─── RECORDS FOR THIS EXERCISE ───
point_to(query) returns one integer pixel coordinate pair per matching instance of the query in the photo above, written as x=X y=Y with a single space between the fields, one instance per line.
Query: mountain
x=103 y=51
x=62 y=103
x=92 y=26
───
-- WHAT IS ASKED --
Reproduce every line of the records above, character for character.

-- RESULT --
point_to(query) returns one integer pixel coordinate pair per matching instance of the query in the photo above, written as x=X y=Y with a single space between the fields, one instance per line.
Query: mountain
x=103 y=51
x=62 y=103
x=92 y=26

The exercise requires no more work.